_Task objective_. Locate each line in the data below that contains the string "query", and copy those lines.

— begin Records provided —

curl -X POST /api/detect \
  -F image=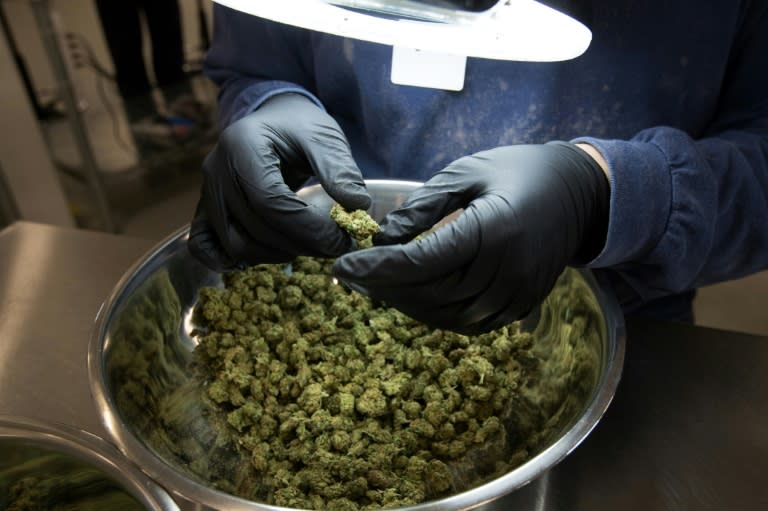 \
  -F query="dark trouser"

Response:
[96,0,190,120]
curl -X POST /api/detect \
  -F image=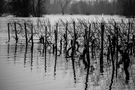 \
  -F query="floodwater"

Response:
[0,16,134,90]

— end Records provided —

_Task response_.
  -F query="dark trouser"
  -F query="floodwater"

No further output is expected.